**REQUIRED WORK**
Your task is to quote the material that follows, in full and exactly.

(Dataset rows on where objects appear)
-----

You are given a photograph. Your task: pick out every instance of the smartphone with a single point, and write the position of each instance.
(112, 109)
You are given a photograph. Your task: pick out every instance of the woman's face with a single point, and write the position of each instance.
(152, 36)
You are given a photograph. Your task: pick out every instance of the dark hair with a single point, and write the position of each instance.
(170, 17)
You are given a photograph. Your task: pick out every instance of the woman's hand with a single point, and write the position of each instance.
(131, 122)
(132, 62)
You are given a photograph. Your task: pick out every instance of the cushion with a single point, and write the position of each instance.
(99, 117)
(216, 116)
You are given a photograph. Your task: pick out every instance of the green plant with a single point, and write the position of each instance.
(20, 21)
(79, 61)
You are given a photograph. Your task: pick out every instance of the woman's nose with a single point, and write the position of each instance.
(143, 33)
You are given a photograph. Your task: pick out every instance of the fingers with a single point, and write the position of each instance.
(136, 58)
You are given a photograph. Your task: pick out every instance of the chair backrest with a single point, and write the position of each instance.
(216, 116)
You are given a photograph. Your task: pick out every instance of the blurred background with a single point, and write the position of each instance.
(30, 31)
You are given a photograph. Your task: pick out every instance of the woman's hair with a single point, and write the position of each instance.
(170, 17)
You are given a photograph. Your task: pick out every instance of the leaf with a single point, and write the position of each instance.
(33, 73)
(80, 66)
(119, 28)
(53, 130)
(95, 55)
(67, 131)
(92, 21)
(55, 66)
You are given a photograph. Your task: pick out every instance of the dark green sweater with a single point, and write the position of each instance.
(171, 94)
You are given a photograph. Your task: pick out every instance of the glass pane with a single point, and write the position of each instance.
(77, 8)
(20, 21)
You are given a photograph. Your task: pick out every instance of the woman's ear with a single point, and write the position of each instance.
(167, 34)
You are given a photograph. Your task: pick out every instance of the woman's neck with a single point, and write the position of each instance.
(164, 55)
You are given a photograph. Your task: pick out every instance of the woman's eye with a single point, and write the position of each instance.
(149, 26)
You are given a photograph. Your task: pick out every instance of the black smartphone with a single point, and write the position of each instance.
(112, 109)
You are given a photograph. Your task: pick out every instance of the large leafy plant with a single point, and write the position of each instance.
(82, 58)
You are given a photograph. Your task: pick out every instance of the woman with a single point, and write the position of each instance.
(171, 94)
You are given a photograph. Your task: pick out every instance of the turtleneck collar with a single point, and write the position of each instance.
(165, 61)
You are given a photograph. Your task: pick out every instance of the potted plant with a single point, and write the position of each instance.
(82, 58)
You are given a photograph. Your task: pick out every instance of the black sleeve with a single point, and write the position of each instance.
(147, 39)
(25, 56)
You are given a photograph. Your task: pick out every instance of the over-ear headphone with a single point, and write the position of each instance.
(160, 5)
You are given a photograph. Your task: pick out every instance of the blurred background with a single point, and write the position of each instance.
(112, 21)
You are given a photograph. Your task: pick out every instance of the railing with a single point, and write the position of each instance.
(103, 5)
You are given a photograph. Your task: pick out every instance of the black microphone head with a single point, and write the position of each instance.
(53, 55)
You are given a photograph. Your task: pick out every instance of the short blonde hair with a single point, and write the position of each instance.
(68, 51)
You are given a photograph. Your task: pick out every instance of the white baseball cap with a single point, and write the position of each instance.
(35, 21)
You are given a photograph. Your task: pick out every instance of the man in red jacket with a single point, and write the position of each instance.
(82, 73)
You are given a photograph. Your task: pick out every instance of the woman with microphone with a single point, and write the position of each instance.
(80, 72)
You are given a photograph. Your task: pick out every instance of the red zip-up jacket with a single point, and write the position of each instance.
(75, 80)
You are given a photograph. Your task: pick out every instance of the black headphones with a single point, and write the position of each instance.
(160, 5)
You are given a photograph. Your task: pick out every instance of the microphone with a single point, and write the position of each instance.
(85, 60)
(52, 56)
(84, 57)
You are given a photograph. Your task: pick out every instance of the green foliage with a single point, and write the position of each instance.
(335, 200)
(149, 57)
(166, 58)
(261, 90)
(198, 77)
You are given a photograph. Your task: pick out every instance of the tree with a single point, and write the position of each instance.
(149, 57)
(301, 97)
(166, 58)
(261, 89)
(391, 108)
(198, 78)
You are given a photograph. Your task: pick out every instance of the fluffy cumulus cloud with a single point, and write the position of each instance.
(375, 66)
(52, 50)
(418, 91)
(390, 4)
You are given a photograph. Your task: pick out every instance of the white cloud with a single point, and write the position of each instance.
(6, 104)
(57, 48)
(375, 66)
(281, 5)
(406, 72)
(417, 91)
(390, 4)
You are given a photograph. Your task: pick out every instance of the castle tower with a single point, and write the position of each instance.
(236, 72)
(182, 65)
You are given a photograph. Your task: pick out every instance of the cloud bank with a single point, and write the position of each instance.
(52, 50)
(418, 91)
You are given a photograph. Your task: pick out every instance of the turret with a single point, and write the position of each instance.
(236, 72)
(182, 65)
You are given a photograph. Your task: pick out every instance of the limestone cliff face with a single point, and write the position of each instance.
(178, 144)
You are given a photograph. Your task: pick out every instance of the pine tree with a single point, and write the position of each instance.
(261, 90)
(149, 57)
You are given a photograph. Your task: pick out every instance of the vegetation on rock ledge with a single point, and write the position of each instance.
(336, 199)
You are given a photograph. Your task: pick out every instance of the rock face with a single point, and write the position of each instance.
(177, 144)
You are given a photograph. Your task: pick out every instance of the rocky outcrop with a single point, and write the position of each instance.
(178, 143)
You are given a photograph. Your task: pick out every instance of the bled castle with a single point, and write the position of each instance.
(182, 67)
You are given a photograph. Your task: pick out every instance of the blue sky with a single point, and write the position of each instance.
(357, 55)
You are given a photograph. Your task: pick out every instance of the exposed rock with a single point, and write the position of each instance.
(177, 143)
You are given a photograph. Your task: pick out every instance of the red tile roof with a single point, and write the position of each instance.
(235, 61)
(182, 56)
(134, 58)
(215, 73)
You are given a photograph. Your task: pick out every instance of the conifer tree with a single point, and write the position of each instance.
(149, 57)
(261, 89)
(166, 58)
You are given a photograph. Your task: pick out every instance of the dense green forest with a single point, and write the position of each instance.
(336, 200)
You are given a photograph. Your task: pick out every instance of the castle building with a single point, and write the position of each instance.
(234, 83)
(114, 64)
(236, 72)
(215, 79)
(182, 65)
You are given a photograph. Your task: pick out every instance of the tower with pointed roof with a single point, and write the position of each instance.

-----

**TASK RESULT**
You are given a photograph. Your task: pick out every instance of the smartphone with a single point, and write the position of each instance.
(112, 109)
You are given a photograph. Your task: pick out every instance of the woman's face with a single point, and write the position of each instance.
(152, 36)
You are given a photograph. Your task: pick out every instance of the dark hair with a single point, and write the position of each instance.
(170, 17)
You are given a photograph. Your task: pick out every instance of the woman's hand with a single point, and write the position of each instance.
(131, 122)
(132, 62)
You are given a photograph. Your task: pick out every instance of the cushion with a single point, and write the position of each instance.
(99, 117)
(216, 116)
You are given a photograph. Your task: pick out every instance of the green plant with a single point, and write the position of each instance.
(20, 21)
(79, 61)
You are given a photograph. Your task: pick out every instance of the woman's nose with a single point, and write the position of each instance.
(143, 33)
You are given a photograph. Your task: pick out every instance of the fingers with a single point, and write the position of each instance.
(136, 58)
You are given a photograph. Your task: pick out every instance of the chair backrest with a single point, and write the position of each instance.
(216, 116)
You are given a photograph. Your task: pick out every instance of the blurred background with a single point, and write the position of each instance.
(30, 31)
You are given a photograph. Your task: pick out every instance of the woman's hair with a single point, and write the position of each instance.
(170, 17)
You are given a photograph. Your task: pick out every instance of the leaf with a single point, and write the position of each instance.
(33, 73)
(80, 66)
(119, 28)
(53, 130)
(95, 55)
(67, 131)
(92, 21)
(55, 66)
You are given a photograph. Your task: pick out every instance of the dark green sweater with a single point, and write the position of each instance.
(171, 94)
You are given a photograph. Your task: pick out every instance of the glass pane with a single point, and write the position of each instance.
(77, 8)
(20, 21)
You are given a photograph. Your task: pick out every instance of the woman's ear with a single point, and write the position of each instance.
(167, 34)
You are given a photograph. Your task: pick out every instance of the woman's neck with a single point, and write the position of each instance.
(164, 55)
You are given a photograph. Your task: pick out every instance of the woman's eye with a single point, and write the position of each instance.
(149, 26)
You are given a photograph. Your task: pick out every instance of the black smartphone with a single point, and write the position of each instance.
(112, 109)
You are given a photograph. Your task: pick out every instance of the large leafy plant with a single point, and write the position of each instance.
(82, 58)
You are given a photograph. Your task: pick out every instance of the woman with a single point, and write the position of each instance.
(171, 94)
You are given a photograph. Your task: pick out every instance of the turtleneck collar with a single point, and write the position of each instance.
(165, 61)
You are given a photograph. Your task: pick out every instance of the potted plant with a single point, and write the position of each instance.
(82, 58)
You are given a photograph. Your task: pick out every instance of the black sleeve with a single point, and write the position of each instance.
(147, 39)
(25, 56)
You are given a photograph. Your task: pick out every instance of the over-ear headphone with a single point, and write the position of each instance.
(160, 5)
You are given a photograph. Your task: pick out every instance of the blurred background with a single point, and write the position of each instance.
(112, 21)
You are given a photograph. Your task: pick out every instance of the railing with a single point, and write the position of each instance.
(103, 5)
You are given a photograph. Your task: pick out every instance of the black microphone head with a single point, and write the position of each instance.
(53, 55)
You are given a photograph. Your task: pick out every instance of the short blonde hair with a single point, and write the position of each instance.
(68, 51)
You are given a photograph. Your task: pick out every instance of the white baseball cap with a single point, and write the position of each instance.
(35, 21)
You are given a photograph. Your task: pick out every instance of the man in red jacket with a single point, and write the position of each instance.
(82, 73)
You are given a photograph. Your task: pick out every instance of the woman with microphone with a single point, and write the position of each instance.
(80, 72)
You are given a photograph. Your task: pick out every instance of the red zip-up jacket with a single point, and write the position of each instance.
(75, 80)
You are given a photograph. Your task: pick out every instance of the black headphones with a single point, and write the position of each instance.
(160, 5)
You are given a photograph. Your task: pick out every instance of the microphone with a single point, and write the position of each instance.
(85, 60)
(52, 56)
(84, 57)
You are given a photograph. Your task: pick out every instance of the green foliage with a single point, and write the position of each instance.
(335, 200)
(149, 57)
(166, 58)
(261, 90)
(198, 77)
You are given a photograph. Your task: pick out every instance of the tree with a single point, and write the position of each instance.
(149, 57)
(301, 97)
(166, 58)
(261, 89)
(391, 108)
(198, 78)
You are given a photograph. Your task: pick out every instance of the fluffy cumulus cloud with a single point, and write the position of each instance.
(375, 66)
(52, 50)
(418, 91)
(390, 4)
You are given a photograph. Your task: pick out every instance of the white cloud with a single point, and write the position of each instance.
(6, 104)
(57, 48)
(375, 66)
(281, 5)
(406, 72)
(417, 91)
(390, 4)
You are given a photograph. Your task: pick out every instance of the castle tower with a single point, and write the position of each instance.
(236, 72)
(182, 65)
You are given a photograph. Your task: pick out every instance of the cloud bank with a single point, and write the position of each instance.
(52, 50)
(418, 91)
You are given a photograph. Your task: pick out every instance of the turret with a single point, and write the position of each instance.
(236, 72)
(182, 65)
You are given a photograph. Your task: pick out every instance of the limestone cliff face with a single point, and write the position of each instance.
(178, 144)
You are given a photograph. Your task: pick out every instance of the pine tree with a single point, and write the position of each instance.
(261, 90)
(149, 57)
You are given a photograph. Your task: pick out every instance of the vegetation on rock ledge with a single point, and write the position of each instance.
(336, 199)
You are given a photograph. Your task: pick out every instance of the rock face with a single point, and write the position of each instance.
(177, 144)
You are given a photograph. Your task: pick out every instance of the rocky outcrop with a single point, and write the position of each instance.
(178, 143)
You are given a photograph. Your task: pick out every instance of the bled castle with a single point, and write the position of each instance.
(182, 67)
You are given a photograph. Your task: pick out every instance of the blue sky with a single point, and write the position of each instance.
(357, 55)
You are given a photograph. Your task: pick out every instance of the exposed rock with a single point, and write the position of each instance.
(177, 143)
You are given a photograph. Your task: pick out every instance of the red tile roof with a single point, and write the position of each instance.
(235, 61)
(182, 56)
(134, 58)
(215, 73)
You are given a photograph. Your task: pick out every instance of the conifer tree with a single point, and write the position of each instance.
(149, 57)
(261, 89)
(166, 58)
You are given a photograph. Your task: pick out every instance of the dense green forest with a single point, and write the position of each instance.
(336, 200)
You are given a photograph. Your task: pick out every instance of the castle building with a single point, and write the position of each instance.
(234, 83)
(114, 64)
(236, 72)
(215, 79)
(182, 65)
You are given a photograph. Your task: pick out every instance of the tower with pointed roof with a single point, and write the position of each instance.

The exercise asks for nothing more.